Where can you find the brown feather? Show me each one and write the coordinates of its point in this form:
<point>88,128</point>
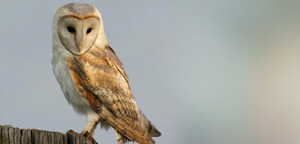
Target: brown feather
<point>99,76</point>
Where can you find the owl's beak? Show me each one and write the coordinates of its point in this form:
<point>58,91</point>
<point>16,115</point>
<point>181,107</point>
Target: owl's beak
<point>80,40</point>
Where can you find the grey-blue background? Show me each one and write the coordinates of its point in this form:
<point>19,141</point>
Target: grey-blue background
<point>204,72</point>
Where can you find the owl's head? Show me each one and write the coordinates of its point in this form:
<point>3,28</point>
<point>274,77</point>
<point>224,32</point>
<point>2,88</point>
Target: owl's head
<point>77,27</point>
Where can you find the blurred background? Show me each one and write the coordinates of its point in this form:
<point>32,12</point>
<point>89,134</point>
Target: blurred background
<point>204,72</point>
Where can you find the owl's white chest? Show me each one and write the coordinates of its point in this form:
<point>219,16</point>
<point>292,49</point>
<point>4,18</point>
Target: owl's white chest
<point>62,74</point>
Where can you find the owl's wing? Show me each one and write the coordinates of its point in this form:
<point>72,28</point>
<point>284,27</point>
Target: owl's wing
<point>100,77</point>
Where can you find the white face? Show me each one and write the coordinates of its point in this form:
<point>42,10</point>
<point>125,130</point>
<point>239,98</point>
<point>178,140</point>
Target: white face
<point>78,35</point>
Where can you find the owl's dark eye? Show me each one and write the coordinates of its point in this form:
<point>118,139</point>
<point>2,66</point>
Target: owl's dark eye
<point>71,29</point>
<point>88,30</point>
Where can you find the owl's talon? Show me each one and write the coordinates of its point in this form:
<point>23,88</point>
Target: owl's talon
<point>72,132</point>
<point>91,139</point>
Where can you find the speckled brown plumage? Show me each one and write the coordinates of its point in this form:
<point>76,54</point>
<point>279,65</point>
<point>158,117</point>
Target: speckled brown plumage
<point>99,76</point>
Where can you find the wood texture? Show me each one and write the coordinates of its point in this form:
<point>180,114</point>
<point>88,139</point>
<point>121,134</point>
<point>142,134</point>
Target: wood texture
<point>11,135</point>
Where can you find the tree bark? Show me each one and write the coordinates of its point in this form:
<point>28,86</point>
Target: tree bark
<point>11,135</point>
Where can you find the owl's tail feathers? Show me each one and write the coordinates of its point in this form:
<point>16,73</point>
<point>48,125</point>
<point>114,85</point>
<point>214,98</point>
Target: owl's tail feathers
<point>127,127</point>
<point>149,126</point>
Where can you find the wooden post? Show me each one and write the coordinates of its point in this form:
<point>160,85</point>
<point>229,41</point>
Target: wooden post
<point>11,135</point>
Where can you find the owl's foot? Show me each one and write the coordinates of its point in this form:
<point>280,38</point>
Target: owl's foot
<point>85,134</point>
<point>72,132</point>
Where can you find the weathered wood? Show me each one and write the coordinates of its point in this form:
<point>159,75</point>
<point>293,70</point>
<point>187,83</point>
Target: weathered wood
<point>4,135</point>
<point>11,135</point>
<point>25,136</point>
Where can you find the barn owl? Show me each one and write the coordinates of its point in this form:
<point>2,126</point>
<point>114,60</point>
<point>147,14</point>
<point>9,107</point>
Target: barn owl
---
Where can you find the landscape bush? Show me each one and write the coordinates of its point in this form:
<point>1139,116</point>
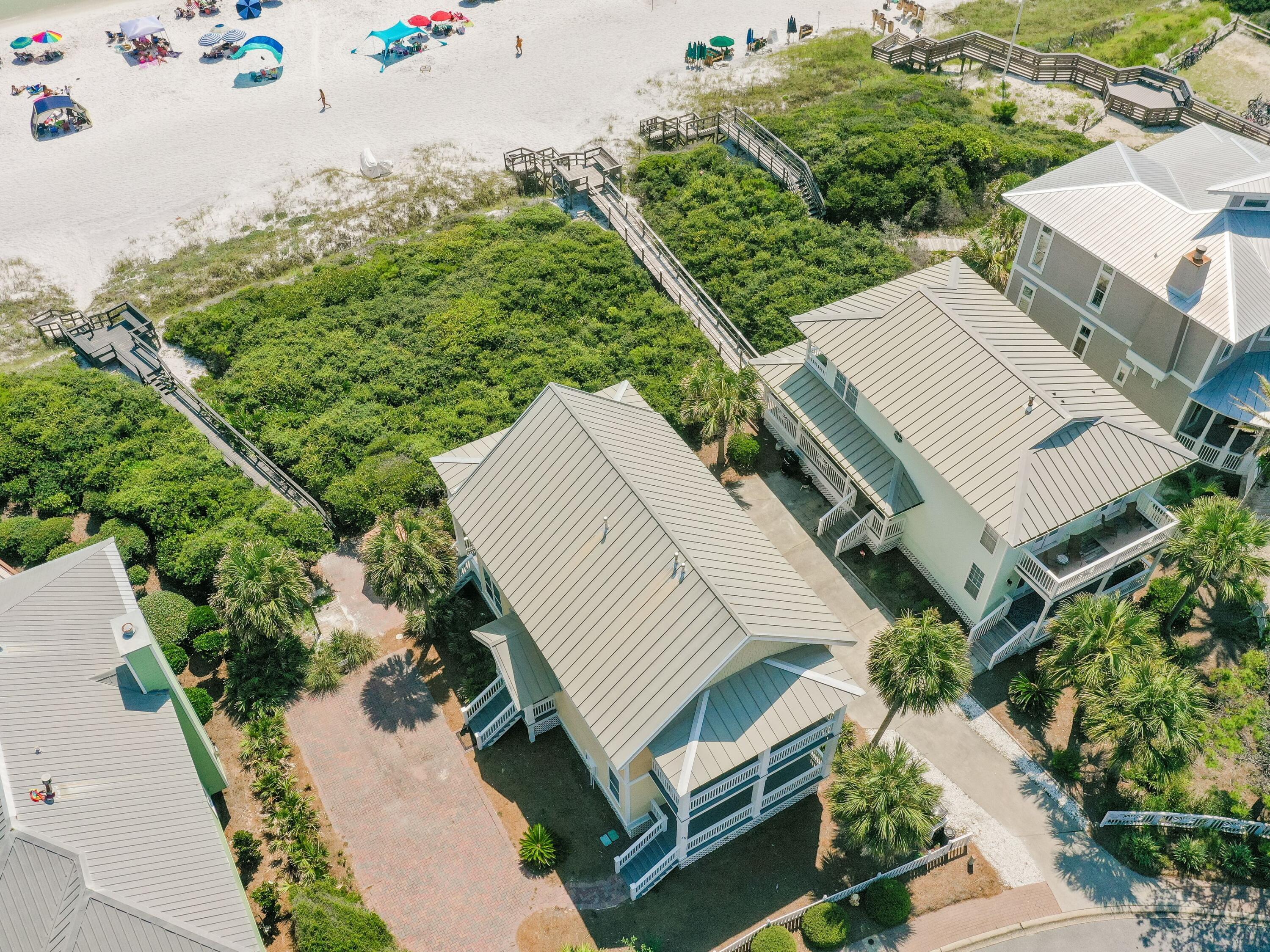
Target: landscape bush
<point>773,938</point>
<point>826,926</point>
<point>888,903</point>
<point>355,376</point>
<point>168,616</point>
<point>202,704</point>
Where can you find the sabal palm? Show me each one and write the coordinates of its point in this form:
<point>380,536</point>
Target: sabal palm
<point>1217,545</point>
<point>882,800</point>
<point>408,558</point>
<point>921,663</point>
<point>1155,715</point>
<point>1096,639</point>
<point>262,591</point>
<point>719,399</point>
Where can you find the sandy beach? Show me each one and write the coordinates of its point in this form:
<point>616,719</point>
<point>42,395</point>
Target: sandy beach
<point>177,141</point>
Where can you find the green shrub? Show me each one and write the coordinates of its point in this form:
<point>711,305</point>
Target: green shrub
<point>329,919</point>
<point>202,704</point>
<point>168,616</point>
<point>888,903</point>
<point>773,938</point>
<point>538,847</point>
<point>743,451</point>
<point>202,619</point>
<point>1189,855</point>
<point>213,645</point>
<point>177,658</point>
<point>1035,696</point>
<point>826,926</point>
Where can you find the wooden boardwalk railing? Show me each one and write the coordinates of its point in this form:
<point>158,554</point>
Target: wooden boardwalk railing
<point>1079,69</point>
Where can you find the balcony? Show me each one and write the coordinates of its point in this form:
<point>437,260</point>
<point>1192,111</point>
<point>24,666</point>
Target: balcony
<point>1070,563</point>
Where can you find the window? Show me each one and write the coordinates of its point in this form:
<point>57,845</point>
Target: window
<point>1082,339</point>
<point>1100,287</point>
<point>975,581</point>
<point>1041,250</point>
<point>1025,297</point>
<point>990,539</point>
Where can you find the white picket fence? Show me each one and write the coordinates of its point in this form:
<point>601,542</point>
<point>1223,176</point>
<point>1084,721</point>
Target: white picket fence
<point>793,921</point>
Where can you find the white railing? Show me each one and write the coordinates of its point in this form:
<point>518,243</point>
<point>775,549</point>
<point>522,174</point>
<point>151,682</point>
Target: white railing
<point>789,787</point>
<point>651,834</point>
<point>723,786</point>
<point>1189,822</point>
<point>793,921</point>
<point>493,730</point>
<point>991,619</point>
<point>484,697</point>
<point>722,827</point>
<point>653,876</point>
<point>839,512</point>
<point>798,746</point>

PROBLEM => Can you copy the data word for word, starting at the line that contains "Where can you find the white face?" and ending at the line that contains "<point>88,30</point>"?

RESULT =>
Where can you find the white face? Show me each one and write the coordinates of its point in this form:
<point>42,10</point>
<point>125,130</point>
<point>239,98</point>
<point>178,140</point>
Target: white face
<point>78,35</point>
Where can you find the owl's dark eye? Show me each one and write the coordinates of its point in this form:
<point>118,139</point>
<point>2,66</point>
Target: owl's dark eye
<point>71,29</point>
<point>88,30</point>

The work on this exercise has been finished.